◆ Task prompt
Starting at the line with "Practice step: label each instance of the truck headlight", set down each line of the entries below through the last one, exactly as it stands.

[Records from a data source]
====================
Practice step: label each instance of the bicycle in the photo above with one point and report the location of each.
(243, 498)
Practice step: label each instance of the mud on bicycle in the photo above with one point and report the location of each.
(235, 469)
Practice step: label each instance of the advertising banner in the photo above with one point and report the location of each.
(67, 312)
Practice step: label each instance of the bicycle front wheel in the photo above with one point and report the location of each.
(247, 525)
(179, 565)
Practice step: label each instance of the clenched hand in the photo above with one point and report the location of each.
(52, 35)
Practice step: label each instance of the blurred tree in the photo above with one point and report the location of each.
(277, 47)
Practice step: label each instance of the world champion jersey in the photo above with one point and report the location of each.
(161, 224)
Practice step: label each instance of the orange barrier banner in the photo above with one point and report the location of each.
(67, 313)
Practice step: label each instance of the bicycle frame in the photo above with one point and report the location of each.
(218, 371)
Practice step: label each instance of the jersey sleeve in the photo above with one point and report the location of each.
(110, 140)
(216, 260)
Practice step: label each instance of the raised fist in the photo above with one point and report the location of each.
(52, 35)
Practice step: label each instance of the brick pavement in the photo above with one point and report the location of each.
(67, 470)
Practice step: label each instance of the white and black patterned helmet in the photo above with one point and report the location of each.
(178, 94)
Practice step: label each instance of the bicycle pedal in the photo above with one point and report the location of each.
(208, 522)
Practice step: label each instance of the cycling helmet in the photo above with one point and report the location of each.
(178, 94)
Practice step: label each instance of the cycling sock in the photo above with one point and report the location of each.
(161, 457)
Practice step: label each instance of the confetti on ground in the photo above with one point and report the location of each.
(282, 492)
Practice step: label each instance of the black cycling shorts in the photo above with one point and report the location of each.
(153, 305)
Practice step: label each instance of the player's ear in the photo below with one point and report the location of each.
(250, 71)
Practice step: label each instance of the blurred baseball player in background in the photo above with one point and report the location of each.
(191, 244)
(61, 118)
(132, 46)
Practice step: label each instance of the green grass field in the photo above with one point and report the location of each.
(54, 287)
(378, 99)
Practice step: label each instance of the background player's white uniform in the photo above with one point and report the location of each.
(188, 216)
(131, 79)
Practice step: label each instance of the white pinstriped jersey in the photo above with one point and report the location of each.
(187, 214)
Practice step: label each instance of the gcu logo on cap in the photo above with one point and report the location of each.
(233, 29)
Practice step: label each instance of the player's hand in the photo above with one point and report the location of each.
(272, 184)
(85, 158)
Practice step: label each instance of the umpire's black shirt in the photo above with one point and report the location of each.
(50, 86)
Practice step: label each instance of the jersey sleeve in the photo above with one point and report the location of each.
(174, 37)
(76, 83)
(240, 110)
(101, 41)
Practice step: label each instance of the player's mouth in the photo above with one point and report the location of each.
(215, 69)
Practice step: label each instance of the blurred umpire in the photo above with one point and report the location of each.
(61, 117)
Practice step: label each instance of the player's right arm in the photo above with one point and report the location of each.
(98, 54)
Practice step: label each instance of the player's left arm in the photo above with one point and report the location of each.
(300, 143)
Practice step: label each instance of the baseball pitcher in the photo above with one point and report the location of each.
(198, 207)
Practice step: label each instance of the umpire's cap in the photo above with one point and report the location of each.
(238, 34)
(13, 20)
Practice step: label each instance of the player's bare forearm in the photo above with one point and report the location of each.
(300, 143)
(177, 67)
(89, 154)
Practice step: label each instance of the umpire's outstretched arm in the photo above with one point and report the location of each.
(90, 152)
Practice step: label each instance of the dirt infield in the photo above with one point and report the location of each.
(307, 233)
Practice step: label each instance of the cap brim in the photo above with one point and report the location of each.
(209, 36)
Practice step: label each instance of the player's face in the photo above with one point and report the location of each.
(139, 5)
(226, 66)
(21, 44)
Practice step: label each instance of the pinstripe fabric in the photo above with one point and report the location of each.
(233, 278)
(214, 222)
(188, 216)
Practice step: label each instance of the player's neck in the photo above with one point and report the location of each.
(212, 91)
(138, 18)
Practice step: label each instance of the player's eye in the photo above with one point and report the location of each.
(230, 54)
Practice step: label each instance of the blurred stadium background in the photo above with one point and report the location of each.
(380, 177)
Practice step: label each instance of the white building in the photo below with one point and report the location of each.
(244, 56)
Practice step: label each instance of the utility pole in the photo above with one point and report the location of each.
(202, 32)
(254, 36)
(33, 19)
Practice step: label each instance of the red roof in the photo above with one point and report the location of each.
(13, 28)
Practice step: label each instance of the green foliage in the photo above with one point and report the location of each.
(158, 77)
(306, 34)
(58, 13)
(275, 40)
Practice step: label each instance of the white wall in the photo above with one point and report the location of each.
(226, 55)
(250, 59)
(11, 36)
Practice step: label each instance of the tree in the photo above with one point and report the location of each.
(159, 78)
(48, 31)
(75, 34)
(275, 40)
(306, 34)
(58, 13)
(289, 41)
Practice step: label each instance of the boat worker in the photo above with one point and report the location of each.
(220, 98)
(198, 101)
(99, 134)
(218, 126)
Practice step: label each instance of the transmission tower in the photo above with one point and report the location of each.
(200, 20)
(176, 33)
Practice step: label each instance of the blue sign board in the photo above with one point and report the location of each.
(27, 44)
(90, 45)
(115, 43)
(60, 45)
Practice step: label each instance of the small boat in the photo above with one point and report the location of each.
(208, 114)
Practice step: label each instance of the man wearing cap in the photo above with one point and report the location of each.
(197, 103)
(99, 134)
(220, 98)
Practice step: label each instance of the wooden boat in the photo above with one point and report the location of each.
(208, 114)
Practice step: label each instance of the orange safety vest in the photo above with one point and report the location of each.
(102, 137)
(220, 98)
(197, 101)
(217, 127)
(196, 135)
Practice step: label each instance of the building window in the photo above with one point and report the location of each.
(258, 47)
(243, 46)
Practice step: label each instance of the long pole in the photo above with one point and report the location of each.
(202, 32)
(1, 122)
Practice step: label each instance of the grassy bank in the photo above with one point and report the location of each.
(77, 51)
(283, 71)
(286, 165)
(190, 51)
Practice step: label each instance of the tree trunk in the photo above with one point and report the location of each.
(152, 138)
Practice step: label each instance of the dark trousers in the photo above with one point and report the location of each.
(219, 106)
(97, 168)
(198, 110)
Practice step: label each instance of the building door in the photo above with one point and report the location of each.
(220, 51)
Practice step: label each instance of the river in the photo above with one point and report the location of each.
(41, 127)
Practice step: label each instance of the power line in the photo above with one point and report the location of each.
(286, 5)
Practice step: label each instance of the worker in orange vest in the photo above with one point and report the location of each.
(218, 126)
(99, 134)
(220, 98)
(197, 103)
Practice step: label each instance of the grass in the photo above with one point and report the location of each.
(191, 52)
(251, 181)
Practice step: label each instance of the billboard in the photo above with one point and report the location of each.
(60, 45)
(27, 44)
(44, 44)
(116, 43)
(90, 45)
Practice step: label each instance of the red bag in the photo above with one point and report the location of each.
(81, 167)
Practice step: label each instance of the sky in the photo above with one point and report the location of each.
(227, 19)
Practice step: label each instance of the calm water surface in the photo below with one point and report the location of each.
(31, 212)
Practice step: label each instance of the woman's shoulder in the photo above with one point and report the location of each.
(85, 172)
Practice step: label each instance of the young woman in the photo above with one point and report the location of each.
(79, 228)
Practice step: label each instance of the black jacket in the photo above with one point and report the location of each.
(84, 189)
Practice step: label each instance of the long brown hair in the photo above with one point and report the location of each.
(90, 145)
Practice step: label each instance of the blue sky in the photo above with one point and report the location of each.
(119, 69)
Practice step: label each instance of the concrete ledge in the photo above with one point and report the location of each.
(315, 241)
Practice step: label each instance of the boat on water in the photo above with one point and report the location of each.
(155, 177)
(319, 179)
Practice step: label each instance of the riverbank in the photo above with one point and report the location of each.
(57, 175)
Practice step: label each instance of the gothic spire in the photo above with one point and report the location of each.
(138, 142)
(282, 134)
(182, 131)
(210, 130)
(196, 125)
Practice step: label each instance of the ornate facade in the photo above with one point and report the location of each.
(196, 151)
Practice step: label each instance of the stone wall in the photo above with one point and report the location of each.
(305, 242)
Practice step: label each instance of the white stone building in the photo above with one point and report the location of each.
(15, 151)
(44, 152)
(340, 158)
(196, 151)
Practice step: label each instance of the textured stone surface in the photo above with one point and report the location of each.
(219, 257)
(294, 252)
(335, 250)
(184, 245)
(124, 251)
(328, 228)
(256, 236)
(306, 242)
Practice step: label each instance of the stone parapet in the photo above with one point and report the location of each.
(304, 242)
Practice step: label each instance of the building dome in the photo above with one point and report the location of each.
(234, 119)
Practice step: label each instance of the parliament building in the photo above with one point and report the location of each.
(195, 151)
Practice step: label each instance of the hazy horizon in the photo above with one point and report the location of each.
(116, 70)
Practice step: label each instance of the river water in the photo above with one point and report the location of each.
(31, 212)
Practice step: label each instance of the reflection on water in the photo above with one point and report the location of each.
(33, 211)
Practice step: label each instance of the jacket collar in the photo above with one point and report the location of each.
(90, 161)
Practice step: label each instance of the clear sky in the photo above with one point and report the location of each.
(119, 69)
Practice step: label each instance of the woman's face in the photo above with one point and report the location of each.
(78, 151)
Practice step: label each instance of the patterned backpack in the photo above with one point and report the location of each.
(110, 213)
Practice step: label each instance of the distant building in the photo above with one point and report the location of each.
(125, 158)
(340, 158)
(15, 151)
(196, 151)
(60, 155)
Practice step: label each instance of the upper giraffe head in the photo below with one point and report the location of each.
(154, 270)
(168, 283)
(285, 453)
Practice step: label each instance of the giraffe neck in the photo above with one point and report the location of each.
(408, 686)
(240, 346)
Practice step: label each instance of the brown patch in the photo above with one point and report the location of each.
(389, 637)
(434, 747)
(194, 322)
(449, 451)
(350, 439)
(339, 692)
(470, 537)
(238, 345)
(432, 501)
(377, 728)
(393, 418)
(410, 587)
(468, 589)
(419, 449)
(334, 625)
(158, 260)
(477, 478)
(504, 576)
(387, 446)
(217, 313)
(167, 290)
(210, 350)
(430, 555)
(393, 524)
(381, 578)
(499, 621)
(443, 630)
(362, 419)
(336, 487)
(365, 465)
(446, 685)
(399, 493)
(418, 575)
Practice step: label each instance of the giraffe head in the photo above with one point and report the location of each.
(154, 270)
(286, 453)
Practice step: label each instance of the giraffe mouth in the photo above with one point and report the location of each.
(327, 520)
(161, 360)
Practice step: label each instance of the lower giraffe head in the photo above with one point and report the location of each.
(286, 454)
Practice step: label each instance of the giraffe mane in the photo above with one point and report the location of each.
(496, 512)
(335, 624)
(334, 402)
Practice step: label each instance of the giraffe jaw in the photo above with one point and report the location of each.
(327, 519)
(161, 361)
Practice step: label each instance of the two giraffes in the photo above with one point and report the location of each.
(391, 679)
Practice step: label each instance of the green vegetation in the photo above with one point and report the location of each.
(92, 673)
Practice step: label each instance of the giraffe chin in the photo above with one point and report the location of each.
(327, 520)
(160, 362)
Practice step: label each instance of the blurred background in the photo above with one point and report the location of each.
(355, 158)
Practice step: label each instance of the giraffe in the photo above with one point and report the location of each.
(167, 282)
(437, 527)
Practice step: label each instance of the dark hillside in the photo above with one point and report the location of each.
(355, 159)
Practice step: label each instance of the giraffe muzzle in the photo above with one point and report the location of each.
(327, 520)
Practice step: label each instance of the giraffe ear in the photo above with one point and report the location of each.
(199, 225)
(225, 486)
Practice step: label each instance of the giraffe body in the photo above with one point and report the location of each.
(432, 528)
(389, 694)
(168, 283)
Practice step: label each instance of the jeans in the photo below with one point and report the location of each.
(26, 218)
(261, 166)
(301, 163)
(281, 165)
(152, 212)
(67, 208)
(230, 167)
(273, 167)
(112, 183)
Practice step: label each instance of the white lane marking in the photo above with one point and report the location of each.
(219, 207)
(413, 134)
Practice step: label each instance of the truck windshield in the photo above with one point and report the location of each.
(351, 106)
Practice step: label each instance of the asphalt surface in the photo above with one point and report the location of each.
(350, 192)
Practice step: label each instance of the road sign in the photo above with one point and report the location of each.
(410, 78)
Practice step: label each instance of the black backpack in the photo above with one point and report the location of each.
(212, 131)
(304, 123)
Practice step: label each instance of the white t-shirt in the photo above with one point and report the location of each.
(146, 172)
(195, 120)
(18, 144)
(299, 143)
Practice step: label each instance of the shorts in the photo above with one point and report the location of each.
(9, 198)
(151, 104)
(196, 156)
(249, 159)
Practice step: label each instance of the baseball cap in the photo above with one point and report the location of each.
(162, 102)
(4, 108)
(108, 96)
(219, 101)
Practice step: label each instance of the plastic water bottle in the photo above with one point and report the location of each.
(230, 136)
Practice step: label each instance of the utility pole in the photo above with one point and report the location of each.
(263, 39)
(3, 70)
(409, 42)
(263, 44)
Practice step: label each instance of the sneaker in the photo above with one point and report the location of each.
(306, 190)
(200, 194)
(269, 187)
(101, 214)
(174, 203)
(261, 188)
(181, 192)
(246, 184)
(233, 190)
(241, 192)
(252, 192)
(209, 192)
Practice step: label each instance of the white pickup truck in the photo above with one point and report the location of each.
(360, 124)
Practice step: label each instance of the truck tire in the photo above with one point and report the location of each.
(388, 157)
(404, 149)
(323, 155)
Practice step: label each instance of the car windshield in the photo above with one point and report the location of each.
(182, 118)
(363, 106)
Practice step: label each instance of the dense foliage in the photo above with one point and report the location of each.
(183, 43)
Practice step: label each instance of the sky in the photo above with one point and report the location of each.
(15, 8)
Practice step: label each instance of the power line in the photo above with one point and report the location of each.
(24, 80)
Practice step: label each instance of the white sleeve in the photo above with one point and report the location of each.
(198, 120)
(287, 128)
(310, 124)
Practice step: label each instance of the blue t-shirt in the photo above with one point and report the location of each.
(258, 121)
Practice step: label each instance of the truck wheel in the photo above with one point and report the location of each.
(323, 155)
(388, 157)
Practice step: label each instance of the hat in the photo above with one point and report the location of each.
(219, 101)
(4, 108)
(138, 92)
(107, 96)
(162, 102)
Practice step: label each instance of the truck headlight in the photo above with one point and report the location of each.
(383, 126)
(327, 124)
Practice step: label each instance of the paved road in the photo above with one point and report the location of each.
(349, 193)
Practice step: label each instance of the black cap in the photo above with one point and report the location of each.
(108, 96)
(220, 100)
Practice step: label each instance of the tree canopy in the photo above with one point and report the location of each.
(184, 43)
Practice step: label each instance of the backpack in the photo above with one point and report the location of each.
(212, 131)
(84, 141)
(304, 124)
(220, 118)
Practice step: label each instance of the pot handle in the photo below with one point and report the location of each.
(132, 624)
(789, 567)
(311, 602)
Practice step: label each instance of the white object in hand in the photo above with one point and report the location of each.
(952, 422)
====================
◆ Response
Practice step: label each instance of the truck headlight in the photo above with one point and report the location of each.
(383, 126)
(327, 124)
Practice step: label each instance of the paved road in the photo above with one point and report the location of each.
(349, 193)
Practice step: label each instance of the black cap in the photo above with one point and report the location of each.
(108, 96)
(220, 100)
Practice step: label each instance of the tree canopy in the photo above with one point and report the location of each.
(184, 43)
Practice step: label each instance of the backpack in the photo above with one point and report the location of each.
(212, 131)
(84, 141)
(304, 124)
(220, 118)
Practice step: label each instance of the pot handle in the photo below with one point and report the location of each.
(132, 624)
(789, 567)
(311, 602)
Practice step: label each instance of the white object in hand in the photo above with one point and report the location of each.
(952, 422)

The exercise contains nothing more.